WHAT IS BEING ASKED: Print each line of the listing once more, precisely as given.

EXTRACTED DATA:
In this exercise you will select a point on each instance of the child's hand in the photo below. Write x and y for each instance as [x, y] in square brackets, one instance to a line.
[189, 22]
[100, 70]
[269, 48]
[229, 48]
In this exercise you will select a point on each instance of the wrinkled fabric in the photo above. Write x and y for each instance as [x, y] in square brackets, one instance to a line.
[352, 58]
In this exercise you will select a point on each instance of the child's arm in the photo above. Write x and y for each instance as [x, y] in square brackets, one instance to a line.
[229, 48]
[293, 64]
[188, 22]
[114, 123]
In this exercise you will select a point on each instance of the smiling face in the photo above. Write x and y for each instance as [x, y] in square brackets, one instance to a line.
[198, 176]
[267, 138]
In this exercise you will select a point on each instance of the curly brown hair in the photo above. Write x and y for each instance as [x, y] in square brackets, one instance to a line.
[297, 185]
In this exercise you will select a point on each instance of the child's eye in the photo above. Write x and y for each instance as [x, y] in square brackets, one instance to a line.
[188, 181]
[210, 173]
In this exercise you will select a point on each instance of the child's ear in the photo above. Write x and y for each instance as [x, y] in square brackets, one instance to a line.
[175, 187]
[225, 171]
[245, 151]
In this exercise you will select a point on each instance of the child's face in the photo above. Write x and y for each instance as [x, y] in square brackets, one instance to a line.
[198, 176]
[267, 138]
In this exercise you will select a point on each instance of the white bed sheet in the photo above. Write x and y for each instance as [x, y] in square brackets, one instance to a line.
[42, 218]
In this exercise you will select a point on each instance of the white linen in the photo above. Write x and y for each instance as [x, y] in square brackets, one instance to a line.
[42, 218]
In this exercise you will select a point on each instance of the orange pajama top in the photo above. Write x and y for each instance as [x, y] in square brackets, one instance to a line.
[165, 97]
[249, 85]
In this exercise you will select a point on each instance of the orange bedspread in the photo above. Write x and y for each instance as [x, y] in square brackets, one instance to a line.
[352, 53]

WRITTEN RESPONSE:
In this exercise you will select a point on each instance of the child's hand in the photo below. Write x and y for each instance as [x, y] in square brackets, one instance to a line.
[189, 22]
[100, 70]
[269, 48]
[229, 48]
In this exercise you will select a point on each instance of the wrinkled fabric in the photo above. Write x and y for each instance as [x, y] in square brackets, one instance to a line.
[352, 58]
In this exercise you will select a point on each instance of the child's arm in the photo above. Write x and y for each instance as [x, y] in square brackets, one instance to a line.
[229, 48]
[293, 64]
[188, 22]
[114, 123]
In this exercise you will select a point on each instance of the smiling face in the photo above. Write x and y for each instance as [x, y] in square brackets, one instance to a line.
[198, 176]
[267, 138]
In this exercise you will select a point on each instance of the curly brown hair in the photo above. Write x and y for each instance as [x, y] in square brackets, one instance to a line.
[297, 185]
In this exercise you will select a point on each instance of the child's eye in the photo above. Write x and y for each instance as [x, y] in square brackets, one instance to a line.
[188, 181]
[210, 173]
In this exercise you will select a point on each instance of the child's ear in the photo above. Write x and y for each instance as [x, y] in square brackets, one instance to a line.
[175, 187]
[225, 171]
[245, 151]
In this exercise you will select a point on each instance of the child's face in the photo above. Write x and y for each instance as [x, y] in square brackets, one instance to a line.
[198, 176]
[267, 138]
In this exercise you will select a point on each instance of the white bed sheet in the photo above. Write x and y for each instance as [x, y] in square brackets, one instance to a line.
[42, 218]
In this exercise you will select a point on each instance of the white linen in the photo above. Write x and y for each instance as [x, y] in square brackets, one instance to a line.
[42, 218]
In this exercise you will select a point on each instance of the orange pajama top in the photo above. Write x and y for each instance as [x, y] in square brackets, one instance to a line.
[165, 97]
[249, 85]
In this exercise you will select a point on each instance of the orange bedspread in the photo above. Write x and y for each instance as [x, y] in square brackets, one instance to a line.
[352, 53]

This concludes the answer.